BEGIN INFORMATION SHOWN
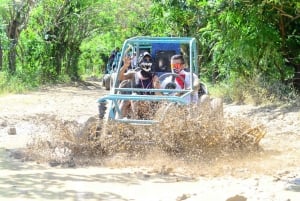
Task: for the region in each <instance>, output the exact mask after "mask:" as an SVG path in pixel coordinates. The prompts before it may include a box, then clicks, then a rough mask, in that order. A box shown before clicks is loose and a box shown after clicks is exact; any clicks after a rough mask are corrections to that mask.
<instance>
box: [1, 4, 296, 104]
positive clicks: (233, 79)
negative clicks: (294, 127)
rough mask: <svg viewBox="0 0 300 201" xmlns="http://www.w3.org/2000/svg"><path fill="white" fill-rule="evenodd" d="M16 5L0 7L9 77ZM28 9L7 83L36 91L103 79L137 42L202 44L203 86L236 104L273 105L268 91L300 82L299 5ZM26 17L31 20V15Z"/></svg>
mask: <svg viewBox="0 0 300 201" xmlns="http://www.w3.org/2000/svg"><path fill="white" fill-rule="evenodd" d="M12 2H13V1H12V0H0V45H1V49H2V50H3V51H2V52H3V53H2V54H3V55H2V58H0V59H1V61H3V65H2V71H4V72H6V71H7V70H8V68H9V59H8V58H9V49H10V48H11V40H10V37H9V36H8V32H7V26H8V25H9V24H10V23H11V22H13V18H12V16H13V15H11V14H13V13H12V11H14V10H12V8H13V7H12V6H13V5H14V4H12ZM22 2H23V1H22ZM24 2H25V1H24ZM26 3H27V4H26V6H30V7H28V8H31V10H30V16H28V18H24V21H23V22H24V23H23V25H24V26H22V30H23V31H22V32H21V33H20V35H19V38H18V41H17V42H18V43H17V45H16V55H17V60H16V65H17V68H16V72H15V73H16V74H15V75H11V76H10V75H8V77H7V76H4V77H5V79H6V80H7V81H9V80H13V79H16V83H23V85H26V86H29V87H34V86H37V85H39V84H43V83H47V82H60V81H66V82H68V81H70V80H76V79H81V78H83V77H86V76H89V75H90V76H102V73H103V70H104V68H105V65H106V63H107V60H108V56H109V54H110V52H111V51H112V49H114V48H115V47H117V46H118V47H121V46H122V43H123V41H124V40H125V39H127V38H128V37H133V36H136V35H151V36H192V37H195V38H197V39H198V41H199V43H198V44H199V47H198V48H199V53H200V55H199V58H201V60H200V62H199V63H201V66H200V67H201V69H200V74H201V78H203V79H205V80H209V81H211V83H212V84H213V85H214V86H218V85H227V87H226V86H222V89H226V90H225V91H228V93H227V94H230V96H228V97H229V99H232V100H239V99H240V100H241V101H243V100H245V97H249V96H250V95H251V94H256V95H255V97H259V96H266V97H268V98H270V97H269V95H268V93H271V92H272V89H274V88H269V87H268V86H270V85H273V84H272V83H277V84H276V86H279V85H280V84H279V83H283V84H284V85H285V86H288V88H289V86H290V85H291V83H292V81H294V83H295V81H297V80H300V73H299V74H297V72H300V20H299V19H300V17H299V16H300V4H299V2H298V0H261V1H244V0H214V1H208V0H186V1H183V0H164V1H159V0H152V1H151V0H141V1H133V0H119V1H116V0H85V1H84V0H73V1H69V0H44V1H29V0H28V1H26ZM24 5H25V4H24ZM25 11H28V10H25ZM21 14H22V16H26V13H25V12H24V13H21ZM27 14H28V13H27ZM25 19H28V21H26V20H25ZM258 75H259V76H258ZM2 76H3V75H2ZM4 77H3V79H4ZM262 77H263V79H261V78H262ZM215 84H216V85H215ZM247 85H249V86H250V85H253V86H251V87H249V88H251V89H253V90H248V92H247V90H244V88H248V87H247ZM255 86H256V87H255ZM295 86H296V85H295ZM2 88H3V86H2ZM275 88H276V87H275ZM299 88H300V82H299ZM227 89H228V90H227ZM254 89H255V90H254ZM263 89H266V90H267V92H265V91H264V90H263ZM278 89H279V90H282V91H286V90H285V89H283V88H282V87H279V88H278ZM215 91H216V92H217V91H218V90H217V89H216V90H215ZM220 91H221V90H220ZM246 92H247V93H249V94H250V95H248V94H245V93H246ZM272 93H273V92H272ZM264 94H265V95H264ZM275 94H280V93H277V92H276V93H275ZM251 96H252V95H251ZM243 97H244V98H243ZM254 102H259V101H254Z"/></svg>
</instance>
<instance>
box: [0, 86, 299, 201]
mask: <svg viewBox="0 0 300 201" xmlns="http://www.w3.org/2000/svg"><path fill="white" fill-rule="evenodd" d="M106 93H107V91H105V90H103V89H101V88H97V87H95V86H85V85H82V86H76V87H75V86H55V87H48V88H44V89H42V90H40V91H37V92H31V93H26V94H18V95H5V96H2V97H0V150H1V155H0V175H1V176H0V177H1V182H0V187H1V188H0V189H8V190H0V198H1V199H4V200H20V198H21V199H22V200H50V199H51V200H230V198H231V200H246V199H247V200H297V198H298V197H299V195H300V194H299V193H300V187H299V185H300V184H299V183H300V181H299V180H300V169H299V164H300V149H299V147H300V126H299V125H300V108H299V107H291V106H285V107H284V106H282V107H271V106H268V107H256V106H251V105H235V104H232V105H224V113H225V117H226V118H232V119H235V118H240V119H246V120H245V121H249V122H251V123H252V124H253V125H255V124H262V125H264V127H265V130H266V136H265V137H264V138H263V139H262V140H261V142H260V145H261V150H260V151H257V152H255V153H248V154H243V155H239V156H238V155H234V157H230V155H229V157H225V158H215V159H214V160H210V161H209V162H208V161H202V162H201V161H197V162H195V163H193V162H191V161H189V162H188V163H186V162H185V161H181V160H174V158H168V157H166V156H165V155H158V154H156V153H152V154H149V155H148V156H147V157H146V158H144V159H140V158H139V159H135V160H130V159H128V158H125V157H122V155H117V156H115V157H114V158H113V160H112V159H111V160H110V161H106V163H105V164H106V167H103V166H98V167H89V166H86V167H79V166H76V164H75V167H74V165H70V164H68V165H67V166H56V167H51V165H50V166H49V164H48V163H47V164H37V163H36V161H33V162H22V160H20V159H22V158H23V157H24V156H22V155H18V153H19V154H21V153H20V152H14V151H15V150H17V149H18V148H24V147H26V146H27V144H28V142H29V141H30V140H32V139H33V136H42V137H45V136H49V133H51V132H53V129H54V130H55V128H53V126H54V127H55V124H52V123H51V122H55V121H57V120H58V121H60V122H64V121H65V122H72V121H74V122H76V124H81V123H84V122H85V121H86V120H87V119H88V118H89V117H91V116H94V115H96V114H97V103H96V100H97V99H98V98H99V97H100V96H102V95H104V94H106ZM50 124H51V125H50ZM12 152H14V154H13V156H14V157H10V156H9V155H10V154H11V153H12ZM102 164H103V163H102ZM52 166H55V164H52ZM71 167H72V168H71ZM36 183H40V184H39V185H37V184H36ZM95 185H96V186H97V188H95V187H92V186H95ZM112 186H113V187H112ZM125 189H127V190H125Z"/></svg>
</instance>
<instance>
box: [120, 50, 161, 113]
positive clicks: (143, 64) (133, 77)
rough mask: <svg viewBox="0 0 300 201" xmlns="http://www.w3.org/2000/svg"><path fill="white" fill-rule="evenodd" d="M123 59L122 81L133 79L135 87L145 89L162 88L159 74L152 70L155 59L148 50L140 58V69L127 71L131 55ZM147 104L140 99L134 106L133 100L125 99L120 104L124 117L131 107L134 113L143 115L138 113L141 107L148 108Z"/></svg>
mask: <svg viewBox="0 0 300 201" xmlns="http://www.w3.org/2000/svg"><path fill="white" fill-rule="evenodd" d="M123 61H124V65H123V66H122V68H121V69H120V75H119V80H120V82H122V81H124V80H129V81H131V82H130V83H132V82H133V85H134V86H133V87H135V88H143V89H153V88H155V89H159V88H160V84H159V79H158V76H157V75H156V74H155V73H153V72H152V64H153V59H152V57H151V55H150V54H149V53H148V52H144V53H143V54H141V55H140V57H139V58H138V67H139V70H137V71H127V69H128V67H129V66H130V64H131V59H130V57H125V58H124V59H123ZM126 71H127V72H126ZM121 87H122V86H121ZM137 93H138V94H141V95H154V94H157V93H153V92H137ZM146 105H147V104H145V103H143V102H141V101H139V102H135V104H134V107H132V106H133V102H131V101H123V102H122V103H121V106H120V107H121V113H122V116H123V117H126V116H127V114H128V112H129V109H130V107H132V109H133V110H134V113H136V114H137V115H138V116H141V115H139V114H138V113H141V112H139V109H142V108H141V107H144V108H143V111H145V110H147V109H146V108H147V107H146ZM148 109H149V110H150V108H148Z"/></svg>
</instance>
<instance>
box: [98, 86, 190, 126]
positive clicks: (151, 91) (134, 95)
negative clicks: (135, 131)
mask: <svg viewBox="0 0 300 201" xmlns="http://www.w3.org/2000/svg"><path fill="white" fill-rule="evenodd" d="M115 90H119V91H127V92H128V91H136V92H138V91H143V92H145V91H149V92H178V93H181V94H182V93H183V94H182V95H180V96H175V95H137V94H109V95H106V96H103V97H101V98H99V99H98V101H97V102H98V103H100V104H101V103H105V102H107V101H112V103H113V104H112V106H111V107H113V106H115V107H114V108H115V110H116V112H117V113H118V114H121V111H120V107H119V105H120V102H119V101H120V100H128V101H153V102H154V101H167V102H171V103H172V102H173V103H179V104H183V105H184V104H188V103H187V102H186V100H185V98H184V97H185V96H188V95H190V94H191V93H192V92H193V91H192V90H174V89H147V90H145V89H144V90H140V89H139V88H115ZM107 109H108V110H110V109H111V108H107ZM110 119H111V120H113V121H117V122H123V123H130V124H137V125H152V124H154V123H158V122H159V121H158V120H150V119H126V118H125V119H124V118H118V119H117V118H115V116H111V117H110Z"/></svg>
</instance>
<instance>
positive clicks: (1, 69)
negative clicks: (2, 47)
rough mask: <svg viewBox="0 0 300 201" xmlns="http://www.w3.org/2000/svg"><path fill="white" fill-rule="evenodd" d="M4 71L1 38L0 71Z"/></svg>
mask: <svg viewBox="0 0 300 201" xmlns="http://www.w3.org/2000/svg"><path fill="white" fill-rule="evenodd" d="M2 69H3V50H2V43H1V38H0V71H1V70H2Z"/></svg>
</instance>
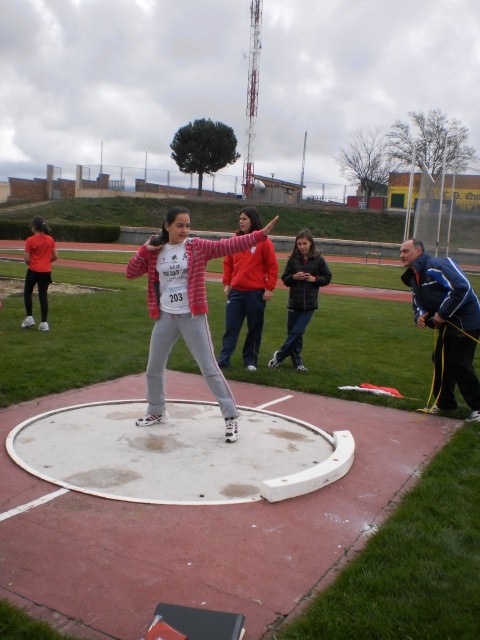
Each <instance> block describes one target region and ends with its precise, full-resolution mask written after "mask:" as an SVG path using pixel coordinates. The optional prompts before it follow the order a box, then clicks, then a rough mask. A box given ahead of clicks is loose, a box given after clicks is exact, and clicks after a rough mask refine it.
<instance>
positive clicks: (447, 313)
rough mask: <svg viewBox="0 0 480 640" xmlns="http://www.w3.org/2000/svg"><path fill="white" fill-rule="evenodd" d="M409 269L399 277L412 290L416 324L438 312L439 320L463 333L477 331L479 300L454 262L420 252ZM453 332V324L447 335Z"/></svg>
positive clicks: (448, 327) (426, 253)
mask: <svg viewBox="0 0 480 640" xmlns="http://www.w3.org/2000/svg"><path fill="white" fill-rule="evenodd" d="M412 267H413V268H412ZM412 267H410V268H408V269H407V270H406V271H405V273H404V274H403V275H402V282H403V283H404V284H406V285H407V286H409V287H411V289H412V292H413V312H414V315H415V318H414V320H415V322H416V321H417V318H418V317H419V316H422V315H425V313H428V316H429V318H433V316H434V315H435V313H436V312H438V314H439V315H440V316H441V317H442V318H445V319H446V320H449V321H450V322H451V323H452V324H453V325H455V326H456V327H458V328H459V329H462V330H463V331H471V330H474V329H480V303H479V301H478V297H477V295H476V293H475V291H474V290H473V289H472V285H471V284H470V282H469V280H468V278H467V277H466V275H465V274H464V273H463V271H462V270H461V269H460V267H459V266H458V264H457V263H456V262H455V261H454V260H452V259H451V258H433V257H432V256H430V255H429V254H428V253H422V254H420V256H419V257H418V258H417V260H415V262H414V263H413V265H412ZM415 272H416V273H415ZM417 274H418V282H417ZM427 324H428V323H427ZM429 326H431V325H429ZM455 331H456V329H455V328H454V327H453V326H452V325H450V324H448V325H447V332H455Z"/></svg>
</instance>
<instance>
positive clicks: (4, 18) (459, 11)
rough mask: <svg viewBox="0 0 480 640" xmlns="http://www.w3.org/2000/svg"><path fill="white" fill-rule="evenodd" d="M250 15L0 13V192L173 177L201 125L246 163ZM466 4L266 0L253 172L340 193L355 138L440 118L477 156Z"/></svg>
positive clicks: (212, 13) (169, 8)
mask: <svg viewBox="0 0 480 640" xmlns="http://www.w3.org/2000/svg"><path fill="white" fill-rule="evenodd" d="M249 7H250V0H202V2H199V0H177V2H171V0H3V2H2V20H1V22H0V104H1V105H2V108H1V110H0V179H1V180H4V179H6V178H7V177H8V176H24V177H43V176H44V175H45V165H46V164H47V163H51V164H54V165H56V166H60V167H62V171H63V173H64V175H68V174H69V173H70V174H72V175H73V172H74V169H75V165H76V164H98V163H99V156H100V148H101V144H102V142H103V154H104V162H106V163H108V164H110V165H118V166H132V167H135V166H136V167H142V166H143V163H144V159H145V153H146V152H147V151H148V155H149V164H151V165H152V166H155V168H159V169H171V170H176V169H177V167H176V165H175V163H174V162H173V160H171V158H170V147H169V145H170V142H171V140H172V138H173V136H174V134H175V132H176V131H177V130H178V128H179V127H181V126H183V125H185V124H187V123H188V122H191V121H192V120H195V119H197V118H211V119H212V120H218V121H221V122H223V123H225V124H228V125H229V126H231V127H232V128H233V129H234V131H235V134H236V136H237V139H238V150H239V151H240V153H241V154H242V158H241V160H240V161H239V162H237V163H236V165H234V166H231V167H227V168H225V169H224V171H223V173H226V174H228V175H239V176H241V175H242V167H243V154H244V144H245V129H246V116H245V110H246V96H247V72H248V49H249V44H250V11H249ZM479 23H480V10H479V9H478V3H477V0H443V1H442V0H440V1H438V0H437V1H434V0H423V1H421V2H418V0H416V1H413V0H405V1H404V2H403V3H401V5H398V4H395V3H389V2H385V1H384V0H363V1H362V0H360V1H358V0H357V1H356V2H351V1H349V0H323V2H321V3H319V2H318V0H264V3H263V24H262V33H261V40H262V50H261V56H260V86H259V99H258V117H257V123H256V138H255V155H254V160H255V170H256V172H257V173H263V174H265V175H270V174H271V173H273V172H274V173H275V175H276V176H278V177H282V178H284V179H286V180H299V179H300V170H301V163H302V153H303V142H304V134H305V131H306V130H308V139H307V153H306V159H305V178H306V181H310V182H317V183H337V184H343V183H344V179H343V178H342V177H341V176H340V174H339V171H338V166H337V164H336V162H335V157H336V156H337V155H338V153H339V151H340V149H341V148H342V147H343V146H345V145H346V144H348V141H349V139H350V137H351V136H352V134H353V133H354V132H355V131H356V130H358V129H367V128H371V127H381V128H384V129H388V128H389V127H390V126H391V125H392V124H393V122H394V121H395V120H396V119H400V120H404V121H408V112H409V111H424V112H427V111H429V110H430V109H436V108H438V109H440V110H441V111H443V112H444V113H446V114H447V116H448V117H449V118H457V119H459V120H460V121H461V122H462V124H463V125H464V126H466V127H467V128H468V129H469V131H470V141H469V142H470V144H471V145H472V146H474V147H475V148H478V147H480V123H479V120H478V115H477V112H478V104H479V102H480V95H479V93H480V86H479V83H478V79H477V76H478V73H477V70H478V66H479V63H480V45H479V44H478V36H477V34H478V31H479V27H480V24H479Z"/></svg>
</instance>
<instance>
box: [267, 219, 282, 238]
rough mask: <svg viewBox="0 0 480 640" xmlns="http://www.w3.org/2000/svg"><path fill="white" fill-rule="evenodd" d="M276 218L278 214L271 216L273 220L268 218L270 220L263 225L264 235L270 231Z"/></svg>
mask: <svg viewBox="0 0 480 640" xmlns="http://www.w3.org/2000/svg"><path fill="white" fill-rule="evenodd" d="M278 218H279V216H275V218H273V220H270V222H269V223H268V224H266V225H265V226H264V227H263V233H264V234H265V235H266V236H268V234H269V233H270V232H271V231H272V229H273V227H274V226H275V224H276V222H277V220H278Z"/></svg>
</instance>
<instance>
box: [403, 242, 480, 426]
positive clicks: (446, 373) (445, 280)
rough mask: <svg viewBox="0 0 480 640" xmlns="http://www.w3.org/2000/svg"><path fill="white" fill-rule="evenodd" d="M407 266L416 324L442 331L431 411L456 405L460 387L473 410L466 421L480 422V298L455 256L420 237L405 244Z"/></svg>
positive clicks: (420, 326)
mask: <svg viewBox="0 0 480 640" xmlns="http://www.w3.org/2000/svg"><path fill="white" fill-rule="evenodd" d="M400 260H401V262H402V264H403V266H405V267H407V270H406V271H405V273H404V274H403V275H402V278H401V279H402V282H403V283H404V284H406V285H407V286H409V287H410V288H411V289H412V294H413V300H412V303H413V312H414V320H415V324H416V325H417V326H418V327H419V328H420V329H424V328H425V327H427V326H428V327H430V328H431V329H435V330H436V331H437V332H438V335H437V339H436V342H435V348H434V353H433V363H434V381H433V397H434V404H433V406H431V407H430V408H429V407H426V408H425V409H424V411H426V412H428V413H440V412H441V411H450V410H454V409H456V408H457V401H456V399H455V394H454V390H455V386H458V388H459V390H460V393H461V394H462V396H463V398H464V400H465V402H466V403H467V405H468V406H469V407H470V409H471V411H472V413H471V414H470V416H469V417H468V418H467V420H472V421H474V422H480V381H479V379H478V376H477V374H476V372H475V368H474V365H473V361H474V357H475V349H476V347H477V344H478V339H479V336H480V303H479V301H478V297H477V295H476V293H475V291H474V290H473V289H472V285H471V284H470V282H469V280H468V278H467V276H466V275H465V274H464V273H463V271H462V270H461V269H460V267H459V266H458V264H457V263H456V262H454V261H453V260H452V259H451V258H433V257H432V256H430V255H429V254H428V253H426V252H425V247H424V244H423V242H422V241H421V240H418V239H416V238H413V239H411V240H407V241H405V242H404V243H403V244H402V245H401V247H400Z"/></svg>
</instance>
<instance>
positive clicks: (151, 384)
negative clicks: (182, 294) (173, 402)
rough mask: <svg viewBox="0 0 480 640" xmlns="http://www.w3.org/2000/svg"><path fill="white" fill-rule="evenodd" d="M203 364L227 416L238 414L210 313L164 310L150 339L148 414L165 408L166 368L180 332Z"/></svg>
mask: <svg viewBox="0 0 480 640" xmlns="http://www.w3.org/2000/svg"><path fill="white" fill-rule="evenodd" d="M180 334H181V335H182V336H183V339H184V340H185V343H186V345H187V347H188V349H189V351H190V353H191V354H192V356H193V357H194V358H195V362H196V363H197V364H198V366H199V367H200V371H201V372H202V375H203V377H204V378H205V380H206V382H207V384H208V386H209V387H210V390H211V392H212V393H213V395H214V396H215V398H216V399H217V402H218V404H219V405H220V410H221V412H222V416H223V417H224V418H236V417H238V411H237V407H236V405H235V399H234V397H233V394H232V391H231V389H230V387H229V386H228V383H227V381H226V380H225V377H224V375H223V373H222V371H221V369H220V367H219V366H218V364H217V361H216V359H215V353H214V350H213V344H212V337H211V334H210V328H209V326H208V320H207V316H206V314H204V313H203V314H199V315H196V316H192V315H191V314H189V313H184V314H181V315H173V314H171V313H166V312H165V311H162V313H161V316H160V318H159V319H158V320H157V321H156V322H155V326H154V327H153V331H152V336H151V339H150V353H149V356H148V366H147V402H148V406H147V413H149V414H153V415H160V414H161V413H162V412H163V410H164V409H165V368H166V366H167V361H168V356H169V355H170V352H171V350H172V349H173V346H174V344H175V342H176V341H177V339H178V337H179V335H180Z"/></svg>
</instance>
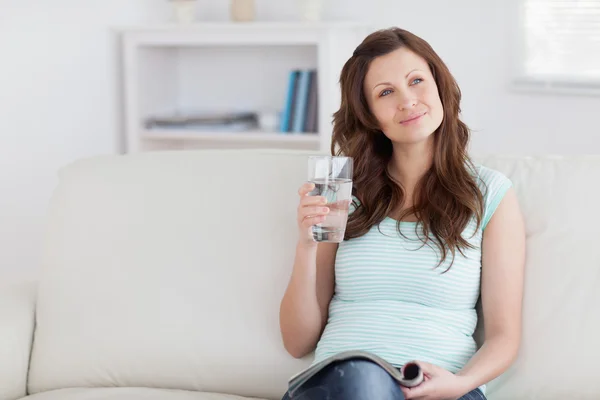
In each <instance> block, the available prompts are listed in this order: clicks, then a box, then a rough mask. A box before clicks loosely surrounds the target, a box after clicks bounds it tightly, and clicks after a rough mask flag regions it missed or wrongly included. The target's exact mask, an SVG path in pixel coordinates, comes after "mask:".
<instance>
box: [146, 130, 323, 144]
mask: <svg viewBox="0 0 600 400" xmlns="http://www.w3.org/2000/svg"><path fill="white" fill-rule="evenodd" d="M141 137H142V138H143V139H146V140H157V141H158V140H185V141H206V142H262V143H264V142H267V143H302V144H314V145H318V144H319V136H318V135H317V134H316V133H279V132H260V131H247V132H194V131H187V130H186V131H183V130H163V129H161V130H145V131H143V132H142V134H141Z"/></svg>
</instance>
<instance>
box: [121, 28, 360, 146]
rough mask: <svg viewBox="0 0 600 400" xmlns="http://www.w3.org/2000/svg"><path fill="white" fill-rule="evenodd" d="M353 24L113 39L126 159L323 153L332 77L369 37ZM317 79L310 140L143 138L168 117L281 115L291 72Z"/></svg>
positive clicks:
END INFORMATION SHOWN
• _PROBLEM REQUIREMENTS_
Repeat exactly the lines above from the one with "box: [98, 86, 190, 126]" up to and including the one with "negative clicks: (2, 47)". No other line belongs in the reply.

• _RESPONSE TO THIS EXERCISE_
box: [98, 86, 190, 126]
positive clicks: (151, 91) (134, 95)
negative clicks: (135, 131)
mask: <svg viewBox="0 0 300 201" xmlns="http://www.w3.org/2000/svg"><path fill="white" fill-rule="evenodd" d="M115 90H119V91H127V92H128V91H136V92H138V91H143V92H145V91H149V92H178V93H181V94H182V93H183V94H182V95H180V96H175V95H137V94H109V95H106V96H103V97H101V98H99V99H98V101H97V102H98V103H100V104H101V103H105V102H107V101H112V103H113V104H112V106H111V107H113V106H115V107H114V108H115V110H116V112H117V113H118V114H121V111H120V107H119V105H120V102H119V101H120V100H128V101H153V102H154V101H167V102H171V103H172V102H173V103H179V104H183V105H184V104H188V103H187V102H186V100H185V98H184V97H185V96H188V95H190V94H191V93H192V92H193V91H192V90H174V89H147V90H145V89H144V90H140V89H139V88H115ZM107 109H108V110H110V109H111V108H107ZM110 119H111V120H113V121H117V122H123V123H130V124H137V125H152V124H154V123H158V122H159V121H158V120H150V119H126V118H125V119H124V118H118V119H117V118H115V116H111V117H110Z"/></svg>
</instance>
<instance>
positive clicks: (1, 69)
negative clicks: (2, 47)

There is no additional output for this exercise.